Is that correct that one guy representing Harsens has been there since 02 and another for DU since 07? Or is it that the organizations have had a seat since then?

And whats up with the MDHA seat? Steve


----------



## Brougham (Jan 29, 2010)

Brougham said:


> This Saturday, January 7, Jay's in Gaylord.
> Meeting runs 9:00a.m. through 3:00p.m.


So now on January 19........Your either three weeks late, or 49 weeks early, concerning these "concerns & issues". Other than those directly involved in the process, only eight (8) others showed up for the CWAC meeting. And some of those 8 gave input. I don't think these computer forum bitch sessions will generate much change. Who'd listen? As we learned in November, ya gotta get dressed and go vote.


----------



## just ducky (Aug 23, 2002)

Sampsons_owner said:


> Is that correct that one guy representing Harsens has been there since 02 and another for DU since 07? Or is it that the organizations have had a seat since then?
> 
> And whats up with the MDHA seat? Steve


Those are the starting dates of that individual, not the organization. As far as MDHA....no idea.


----------



## goosemanrdk (Jan 14, 2003)

Brougham said:


> I don't think these computer forum bitch sessions will generate much change. Who'd listen? As we learned in November, ya gotta get dressed and go vote.


Not entirely true, the concept of not having the 2 day split the weekend after the first 58 days closed, not having 2 zones open on the same weekend, and getting the opening day date set in advance all either started or maintained momentum from these computer forum bitch sessions, at least for me when I was on CWAC. It was a combination of seeing it complained about here and having guys from here contact me to discuss it that kept me pushing despite the resistance.


----------



## craigrh13 (Oct 24, 2011)

→ Brief A:
Filter the records, copying each line that contains the string "roof".

→ Collection entries:
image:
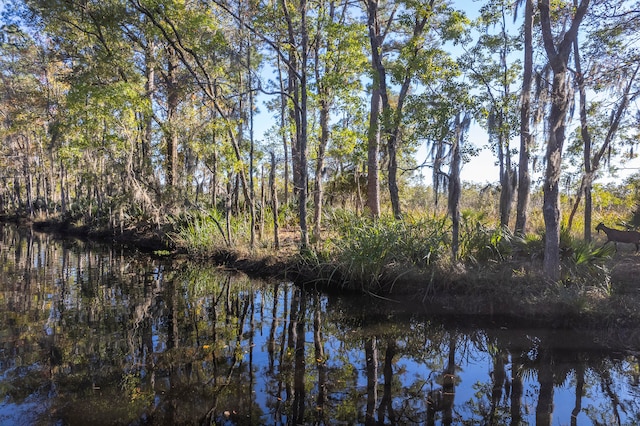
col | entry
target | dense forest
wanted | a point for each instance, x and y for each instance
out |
(232, 123)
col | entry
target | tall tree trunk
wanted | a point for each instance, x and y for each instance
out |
(558, 59)
(274, 201)
(283, 124)
(304, 234)
(319, 188)
(373, 151)
(455, 184)
(379, 103)
(526, 138)
(172, 111)
(144, 164)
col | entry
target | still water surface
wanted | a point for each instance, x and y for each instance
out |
(92, 335)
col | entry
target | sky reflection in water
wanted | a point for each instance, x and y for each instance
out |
(89, 334)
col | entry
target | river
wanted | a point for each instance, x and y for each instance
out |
(94, 335)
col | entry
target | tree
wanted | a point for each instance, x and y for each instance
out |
(526, 137)
(338, 59)
(558, 56)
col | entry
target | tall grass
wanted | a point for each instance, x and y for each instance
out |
(364, 249)
(200, 233)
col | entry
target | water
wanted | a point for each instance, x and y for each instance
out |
(91, 335)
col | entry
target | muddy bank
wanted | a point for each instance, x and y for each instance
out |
(474, 293)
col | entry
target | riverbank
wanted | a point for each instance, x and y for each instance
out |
(513, 289)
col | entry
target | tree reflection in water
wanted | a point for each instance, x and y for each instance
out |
(91, 335)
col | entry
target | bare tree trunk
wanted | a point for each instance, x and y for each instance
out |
(373, 178)
(379, 102)
(558, 59)
(455, 185)
(319, 187)
(172, 110)
(274, 201)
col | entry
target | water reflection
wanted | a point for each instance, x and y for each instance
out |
(91, 335)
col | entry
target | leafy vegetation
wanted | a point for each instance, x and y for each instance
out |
(144, 119)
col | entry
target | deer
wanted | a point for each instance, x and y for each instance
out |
(618, 236)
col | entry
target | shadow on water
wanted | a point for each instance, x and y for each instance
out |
(90, 335)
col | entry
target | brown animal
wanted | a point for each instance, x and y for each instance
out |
(617, 236)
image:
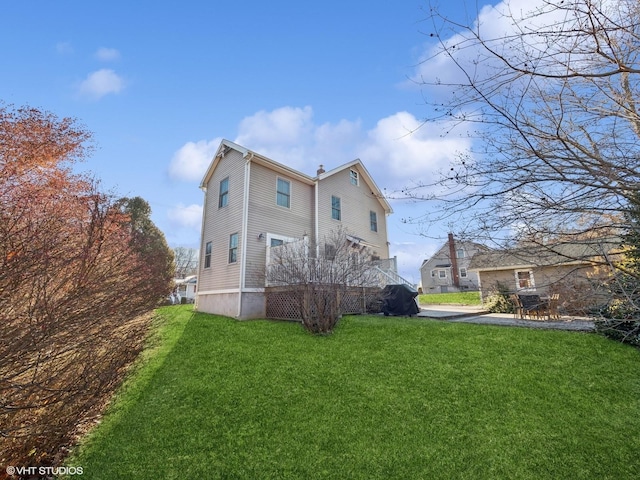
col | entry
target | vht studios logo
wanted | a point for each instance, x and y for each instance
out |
(43, 471)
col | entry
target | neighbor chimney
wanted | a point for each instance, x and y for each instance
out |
(454, 261)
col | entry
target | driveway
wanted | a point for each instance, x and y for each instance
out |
(475, 314)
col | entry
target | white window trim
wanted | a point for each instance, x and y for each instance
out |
(357, 177)
(290, 192)
(339, 211)
(531, 280)
(276, 236)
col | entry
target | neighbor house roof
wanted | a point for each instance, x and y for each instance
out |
(565, 253)
(225, 145)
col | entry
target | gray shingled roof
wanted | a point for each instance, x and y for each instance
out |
(538, 255)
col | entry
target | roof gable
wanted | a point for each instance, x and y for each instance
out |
(226, 145)
(567, 253)
(365, 176)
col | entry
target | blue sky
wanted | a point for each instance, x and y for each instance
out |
(160, 84)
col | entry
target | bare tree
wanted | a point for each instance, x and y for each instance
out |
(186, 260)
(319, 275)
(550, 96)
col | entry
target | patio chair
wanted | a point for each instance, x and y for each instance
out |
(553, 306)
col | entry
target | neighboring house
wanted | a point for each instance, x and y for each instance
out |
(252, 202)
(448, 269)
(567, 268)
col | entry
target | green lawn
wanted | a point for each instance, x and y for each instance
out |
(381, 398)
(458, 298)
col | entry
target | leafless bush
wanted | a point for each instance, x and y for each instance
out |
(319, 274)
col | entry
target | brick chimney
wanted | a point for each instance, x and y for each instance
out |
(454, 261)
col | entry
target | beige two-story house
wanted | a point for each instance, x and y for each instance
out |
(252, 202)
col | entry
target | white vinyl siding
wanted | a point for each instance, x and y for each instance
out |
(272, 220)
(222, 222)
(356, 205)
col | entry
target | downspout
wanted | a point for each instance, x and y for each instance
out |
(200, 255)
(454, 261)
(316, 220)
(245, 222)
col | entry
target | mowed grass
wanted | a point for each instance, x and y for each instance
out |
(456, 298)
(381, 398)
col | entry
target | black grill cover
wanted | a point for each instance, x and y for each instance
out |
(399, 300)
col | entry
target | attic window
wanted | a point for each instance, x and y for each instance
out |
(524, 280)
(354, 178)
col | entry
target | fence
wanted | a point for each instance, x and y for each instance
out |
(283, 302)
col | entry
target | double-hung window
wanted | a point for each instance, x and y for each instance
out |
(524, 280)
(336, 212)
(233, 248)
(207, 255)
(353, 177)
(283, 197)
(223, 197)
(373, 221)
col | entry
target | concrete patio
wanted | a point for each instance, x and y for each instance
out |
(475, 314)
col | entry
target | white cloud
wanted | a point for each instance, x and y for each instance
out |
(186, 216)
(101, 83)
(409, 257)
(283, 126)
(64, 48)
(399, 151)
(107, 54)
(191, 161)
(507, 19)
(404, 151)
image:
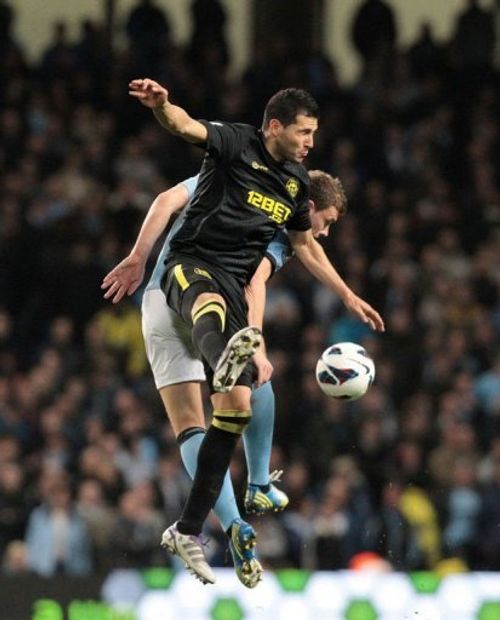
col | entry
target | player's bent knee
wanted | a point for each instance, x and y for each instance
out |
(231, 420)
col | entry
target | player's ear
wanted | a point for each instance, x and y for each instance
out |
(274, 126)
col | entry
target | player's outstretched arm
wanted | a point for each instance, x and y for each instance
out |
(174, 118)
(125, 278)
(314, 259)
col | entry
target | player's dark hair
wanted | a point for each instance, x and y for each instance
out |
(325, 191)
(286, 104)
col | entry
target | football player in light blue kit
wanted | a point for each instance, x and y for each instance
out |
(178, 370)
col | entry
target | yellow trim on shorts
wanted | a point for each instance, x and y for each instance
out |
(180, 277)
(211, 306)
(236, 427)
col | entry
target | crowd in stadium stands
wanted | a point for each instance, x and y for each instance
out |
(412, 470)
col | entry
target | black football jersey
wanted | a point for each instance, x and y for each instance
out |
(243, 196)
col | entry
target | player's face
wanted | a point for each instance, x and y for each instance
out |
(294, 141)
(322, 220)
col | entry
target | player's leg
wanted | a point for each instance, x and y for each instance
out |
(196, 296)
(231, 414)
(183, 404)
(261, 496)
(171, 356)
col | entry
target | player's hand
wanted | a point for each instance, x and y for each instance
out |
(148, 92)
(264, 367)
(364, 312)
(124, 279)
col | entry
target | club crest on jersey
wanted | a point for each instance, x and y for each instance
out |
(257, 166)
(292, 186)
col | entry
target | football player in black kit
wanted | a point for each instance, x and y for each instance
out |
(251, 183)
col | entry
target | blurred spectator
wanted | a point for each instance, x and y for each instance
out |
(134, 540)
(374, 31)
(99, 519)
(463, 508)
(207, 49)
(474, 39)
(394, 535)
(148, 30)
(15, 560)
(56, 537)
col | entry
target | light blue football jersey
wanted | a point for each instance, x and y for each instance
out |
(159, 270)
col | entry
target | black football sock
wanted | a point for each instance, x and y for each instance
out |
(213, 461)
(207, 333)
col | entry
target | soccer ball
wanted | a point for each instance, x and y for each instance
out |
(345, 371)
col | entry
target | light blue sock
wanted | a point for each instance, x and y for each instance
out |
(258, 436)
(225, 508)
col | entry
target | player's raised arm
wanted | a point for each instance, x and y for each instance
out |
(174, 118)
(314, 259)
(125, 278)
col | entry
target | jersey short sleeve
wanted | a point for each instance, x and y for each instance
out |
(225, 141)
(190, 185)
(279, 251)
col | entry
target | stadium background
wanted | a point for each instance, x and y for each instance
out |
(407, 479)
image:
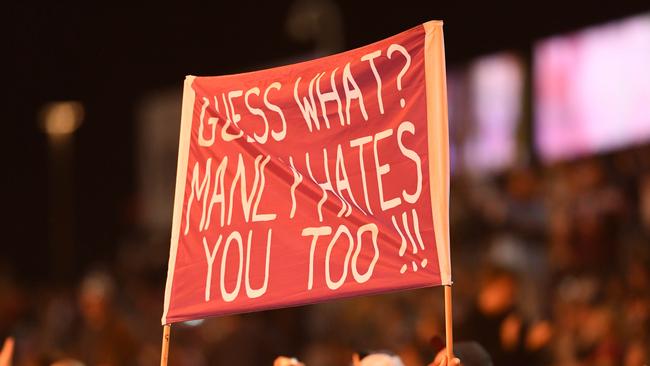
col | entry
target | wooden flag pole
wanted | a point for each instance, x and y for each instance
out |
(164, 354)
(449, 336)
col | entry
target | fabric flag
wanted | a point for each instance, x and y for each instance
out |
(314, 181)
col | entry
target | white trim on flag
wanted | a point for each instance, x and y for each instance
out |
(181, 175)
(438, 141)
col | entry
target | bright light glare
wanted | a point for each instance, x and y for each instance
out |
(62, 118)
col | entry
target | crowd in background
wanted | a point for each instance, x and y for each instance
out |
(551, 266)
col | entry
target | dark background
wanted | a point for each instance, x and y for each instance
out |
(108, 56)
(111, 57)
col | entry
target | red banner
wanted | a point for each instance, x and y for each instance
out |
(314, 181)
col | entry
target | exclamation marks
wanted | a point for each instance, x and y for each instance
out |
(415, 248)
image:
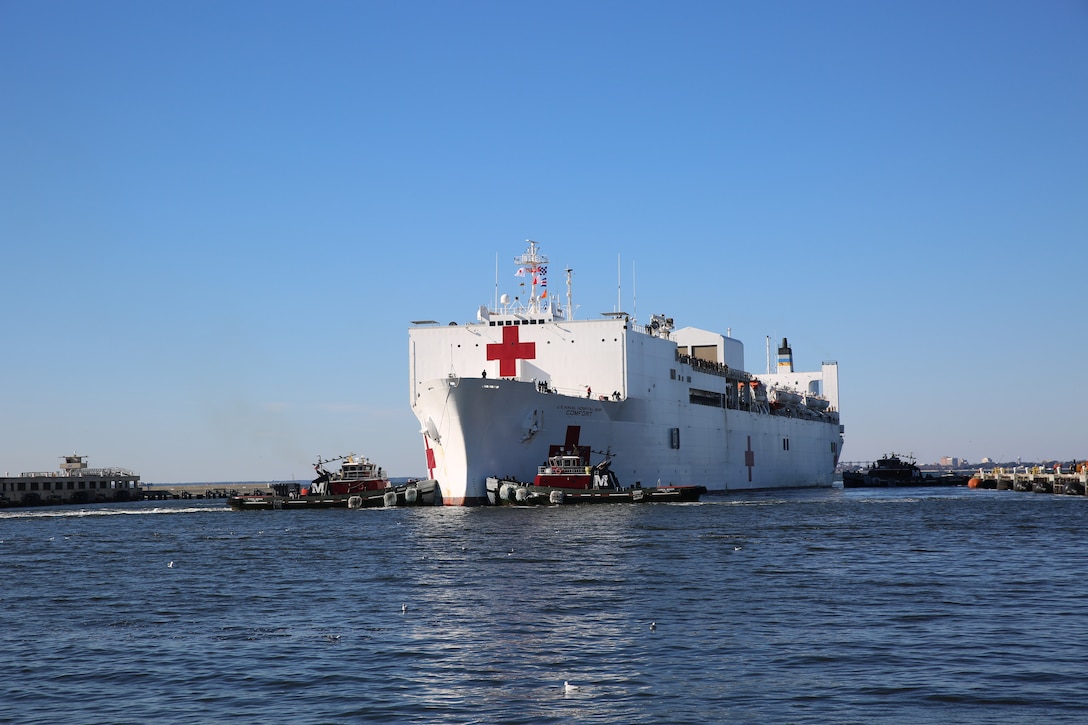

→ Brief B:
Translate this sentence from the forum thread into Spanish: "Those are the starting dates of that individual, not the organization."

→ Correct result A:
target | neighbor house roof
target | gray shingled roof
target | roof gable

→ Correct result B:
Esas son las fechas de inicio de esa persona, no de la organización.